### INSTRUCTIONS
1. In the article on the Hood River County School District's facility planning, what is the average age of the district's facilities, not counting May Street Elementary?
2. Continue the article on the Hood River County School District's facility planning, beginning after its final sentence.

### PASSAGE
════
Hood River County School District’s (HRCSD) Long Range Facility Planning Committee is a year into its work to identify the needs of all district sites, like Wy’east Middle School, above, built in 1952.
Hood River County School District’s (HRCSD) Long Range Facility Planning Committee is a year into its work to identify the needs of all district sites, like Wy’east Middle School, above, built in 1952.
HOOD RIVER — Hood River County School District (HRCSD) board members met on May 27 at the Coe Administration Building for an update on the findings of its Long Range Facility Planning Committee (LRFPC).
The committee has been touring buildings and identifying the needs at each facility, looking at enrollment and economic projections, and considering financial options for the past year. Though initially planning to have a finalized priority list for the board this June, LRFPC has reconfigured its timeline to include more public feedback. With 80 as the average age of its facilities — aside from May Street Elementary, which was built in 2019 — there is much to consider, including whether to put a bond on the May 2027 ballot.
“These structures were designed for a different era of education and were not built to accommodate modern security protocols or the modern technology required for today’s learning,” said HRCSD Superintendent Bill Newton. “Decades of patchwork updates have created complex, aging systems, including HVAC, fire alarms and plumbing that are increasingly difficult to maintain and often incompatible with 21st century educational standards.”
════
### EXTRACTED ENTRIES
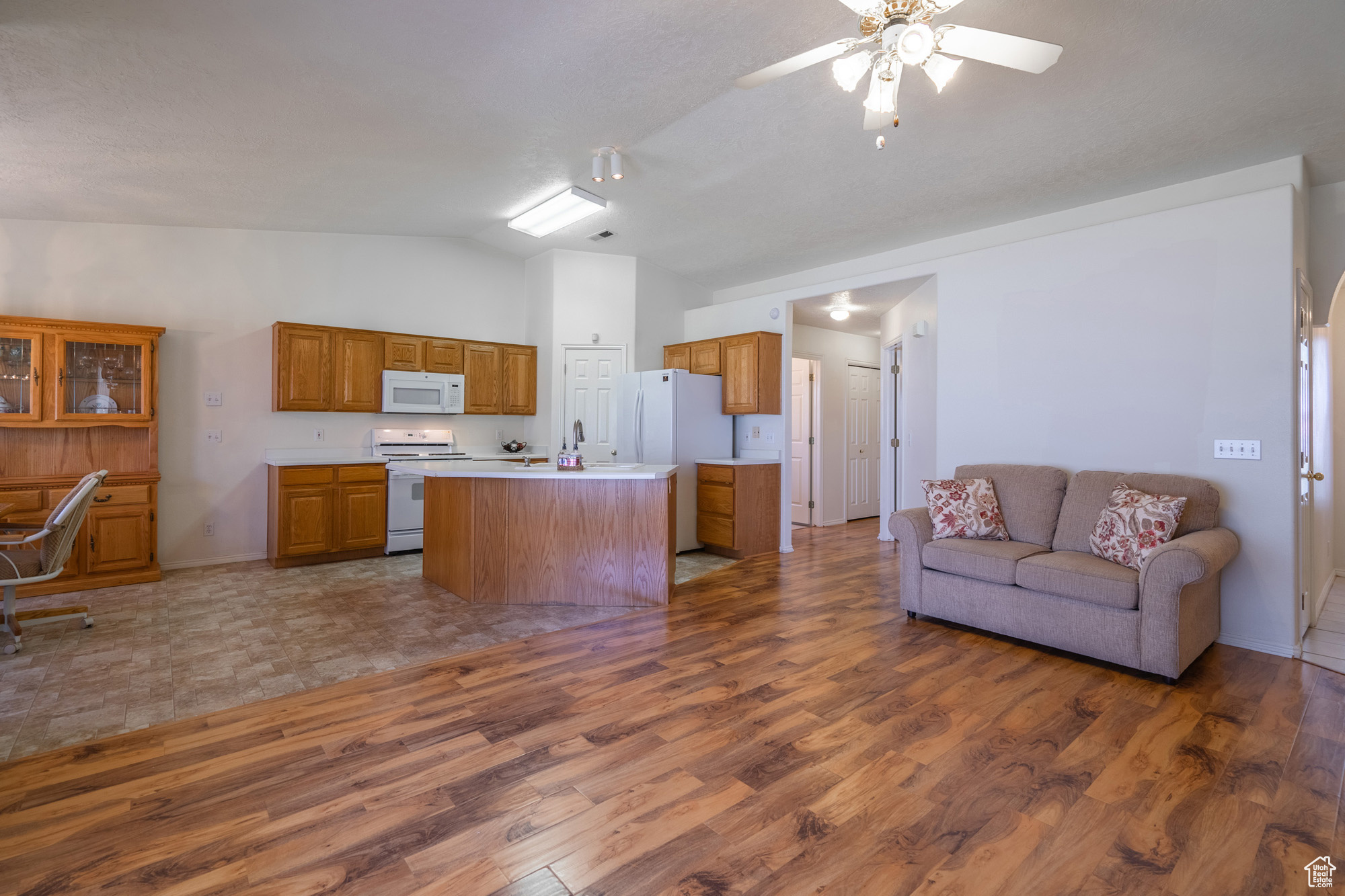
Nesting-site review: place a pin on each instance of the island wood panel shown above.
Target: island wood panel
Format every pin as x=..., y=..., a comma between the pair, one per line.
x=449, y=528
x=880, y=752
x=653, y=526
x=490, y=525
x=605, y=542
════
### ANSWERS TO THE PROBLEMS
1. 80 years

2.
District history
The first schoolhouse was established in 1873 on Barrett Road, thus beginning the building, consolidating, adapting, and/or decommissioning of as many as 23 sites through the years. Today, there are 12 facilities, from schools to specialty spaces like the district office. The consolidation of several schools in the 1970s created what are now Hood River Valley High School and Parkdale, May Street, and Westside elementary schools.
This move has given students more opportunities, from athletics to the arts to academic support, said Communications Director Stephanie Hoppe, and “provides important context for how our facility footprint has evolved.”
Decommissioned schools, such as the State Street School in 1921— now the county courthouse — and Frankton in 1984 — now a church — continue to serve as community gathering places, she said.
Issues identified
Cassie Hibbert, Wenaha Group senior project manager and committee partner, said that school administrators and the maintenance team have identified five critical priorities:
• Mechanical, electrical and plumbing deficiencies
• Worn finished and amenities
• ADA (Americans with Disabilities Act) and Title IX compliance
• Fire / life safety and security
• Structural, building exterior, energy and drainage issues
LRFPC also identified five critical issues after touring each building:
• HVAC / critical systems (mechanical, electrical, plumbing, and building exteriors)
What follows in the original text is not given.